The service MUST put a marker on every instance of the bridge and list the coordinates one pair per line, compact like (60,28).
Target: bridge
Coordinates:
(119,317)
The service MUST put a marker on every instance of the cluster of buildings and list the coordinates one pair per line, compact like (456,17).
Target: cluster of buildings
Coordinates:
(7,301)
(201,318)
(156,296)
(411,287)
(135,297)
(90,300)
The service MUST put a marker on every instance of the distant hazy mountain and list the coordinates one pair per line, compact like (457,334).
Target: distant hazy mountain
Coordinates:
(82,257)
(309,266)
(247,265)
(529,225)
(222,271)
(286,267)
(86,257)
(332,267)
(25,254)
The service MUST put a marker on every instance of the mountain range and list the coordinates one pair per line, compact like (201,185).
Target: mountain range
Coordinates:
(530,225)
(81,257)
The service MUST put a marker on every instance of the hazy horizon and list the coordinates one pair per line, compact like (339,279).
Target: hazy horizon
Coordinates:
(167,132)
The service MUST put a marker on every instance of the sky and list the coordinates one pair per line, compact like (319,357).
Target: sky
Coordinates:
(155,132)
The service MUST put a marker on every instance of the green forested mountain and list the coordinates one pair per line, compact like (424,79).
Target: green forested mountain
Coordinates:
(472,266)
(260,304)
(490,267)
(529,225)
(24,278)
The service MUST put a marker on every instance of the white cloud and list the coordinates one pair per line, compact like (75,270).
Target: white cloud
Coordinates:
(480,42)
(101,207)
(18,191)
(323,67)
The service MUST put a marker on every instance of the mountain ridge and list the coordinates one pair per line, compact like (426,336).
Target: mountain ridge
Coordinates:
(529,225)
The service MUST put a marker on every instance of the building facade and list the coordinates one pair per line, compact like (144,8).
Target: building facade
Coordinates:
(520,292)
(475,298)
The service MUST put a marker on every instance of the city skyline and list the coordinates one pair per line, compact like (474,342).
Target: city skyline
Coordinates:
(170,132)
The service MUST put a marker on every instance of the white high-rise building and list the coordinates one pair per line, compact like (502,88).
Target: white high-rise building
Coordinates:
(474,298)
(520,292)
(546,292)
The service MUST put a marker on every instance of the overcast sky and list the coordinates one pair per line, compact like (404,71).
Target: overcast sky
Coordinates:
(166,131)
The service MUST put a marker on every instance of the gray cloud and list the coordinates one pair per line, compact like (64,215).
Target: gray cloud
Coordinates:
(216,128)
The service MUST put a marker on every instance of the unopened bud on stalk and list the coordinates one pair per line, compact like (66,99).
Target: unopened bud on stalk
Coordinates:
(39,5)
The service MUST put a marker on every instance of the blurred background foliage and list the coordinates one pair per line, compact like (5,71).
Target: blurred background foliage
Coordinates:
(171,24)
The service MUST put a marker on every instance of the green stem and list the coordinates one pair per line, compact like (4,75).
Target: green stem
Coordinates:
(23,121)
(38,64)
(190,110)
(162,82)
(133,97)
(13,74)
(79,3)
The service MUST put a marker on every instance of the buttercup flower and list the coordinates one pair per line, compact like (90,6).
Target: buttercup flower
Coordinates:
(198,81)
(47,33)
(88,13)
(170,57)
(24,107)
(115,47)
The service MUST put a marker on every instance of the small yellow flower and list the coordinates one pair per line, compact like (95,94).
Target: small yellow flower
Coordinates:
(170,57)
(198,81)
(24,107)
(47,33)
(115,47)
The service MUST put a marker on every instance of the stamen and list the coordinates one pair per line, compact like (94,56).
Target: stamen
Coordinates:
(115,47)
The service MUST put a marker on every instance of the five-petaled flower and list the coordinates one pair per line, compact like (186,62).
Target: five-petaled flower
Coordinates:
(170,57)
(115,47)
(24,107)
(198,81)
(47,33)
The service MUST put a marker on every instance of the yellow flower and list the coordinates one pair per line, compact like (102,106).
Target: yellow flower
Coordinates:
***
● EXERCISE
Update every one of the records above by replacing "put a marker on" with "place a pin on", and leave everything else unchanged.

● TASK SOLUTION
The service MUST place a pin on every instance of the bridge and list the coordinates one pair per line, compact like (60,28).
Target: bridge
Coordinates:
(119,317)
The service MUST place a pin on every instance of the cluster of buildings and list the coordinates one pair per line, compact like (456,17).
Target: cluster of buildings
Coordinates:
(7,301)
(201,318)
(156,296)
(411,287)
(135,297)
(90,300)
The service MUST place a pin on every instance of the distant hazy mountain and list the coordinates one pair per line, compact like (457,334).
Target: distant hazy mountain
Coordinates:
(82,257)
(309,266)
(247,265)
(529,225)
(222,271)
(286,267)
(86,257)
(332,267)
(25,254)
The service MUST place a pin on every instance of the mountain range and list the coordinates one pair per line, compact like (201,185).
Target: mountain range
Coordinates:
(530,225)
(81,257)
The service MUST place a pin on every instance of the hazy horizon and list the coordinates one pair per line, compact like (339,279).
Target: hazy horizon
Coordinates:
(167,132)
The service MUST place a pin on every instance of the sky and list the coordinates one pair per line, compact like (319,357).
Target: sky
Coordinates:
(155,132)
The service MUST place a pin on every instance of the green forested mountain and list the coordinates one pair per line, compact like (424,79).
Target: green forested mountain
Coordinates:
(472,266)
(260,304)
(490,267)
(529,225)
(24,278)
The service MUST place a pin on every instance of the white cloud and list the coordinates one pair per line, compact like (75,270).
Target: white cloud
Coordinates:
(480,42)
(101,207)
(18,191)
(323,67)
The service MUST place a pin on every instance of the mountain ridge and list the coordinates one pair per line, compact like (426,336).
Target: mountain ridge
Coordinates:
(529,225)
The service MUST place a pin on every instance of the building facade and list the coordinates one pair per line, compact like (144,8).
Target: building facade
Coordinates:
(520,292)
(475,298)
The service MUST place a pin on every instance of the city skyline and list the coordinates one pair per line, compact like (474,342).
Target: city skyline
Coordinates:
(170,132)
The service MUST place a pin on every instance of the white high-rise building and list the coordinates one pair per line, compact like (502,88).
Target: white high-rise building
Coordinates:
(474,298)
(520,292)
(546,292)
The service MUST place a pin on every instance of the overcast sky and list the coordinates one pair per line, compact like (404,71).
Target: overcast sky
Coordinates:
(166,131)
The service MUST place a pin on every instance of the gray cloud and list the coordinates one pair per line, compact like (64,215).
Target: gray cloud
Coordinates:
(216,128)
The service MUST place a pin on every instance of the unopened bud on stalk and list the coordinates one pair per line, compact like (66,99).
Target: unopened bud on stalk
Coordinates:
(39,5)
The service MUST place a pin on every instance of the blurred background foliage and list the coordinates one pair per line, compact like (5,71).
Target: blurred background foliage
Coordinates:
(171,24)
The service MUST place a pin on every instance of the green stem and list the coordinates one pair per line, compact like (4,75).
Target: green stem
Coordinates:
(23,121)
(38,64)
(190,110)
(162,82)
(133,97)
(13,74)
(79,3)
The service MUST place a pin on every instance of the buttercup flower and list the coordinates one pair per line, compact like (90,6).
Target: buttercup flower
Coordinates:
(198,81)
(47,33)
(88,13)
(170,57)
(24,107)
(115,47)
The service MUST place a pin on every instance of the small yellow flower and list the coordinates one pair per line, compact like (95,94).
Target: small yellow flower
Coordinates:
(170,57)
(198,81)
(24,107)
(47,33)
(115,47)
The service MUST place a pin on every instance of the stamen and list the coordinates one pair per line, compact like (94,56).
Target: stamen
Coordinates:
(115,47)
The service MUST place a pin on every instance of the five-petaled flower and list the coordinates one pair per line, compact like (186,62).
Target: five-petaled flower
Coordinates:
(170,57)
(115,47)
(24,107)
(198,81)
(47,33)
The service MUST place a pin on every instance of the yellow flower and list the coordinates one pair per line, compact like (102,106).
Target: yellow flower
Coordinates:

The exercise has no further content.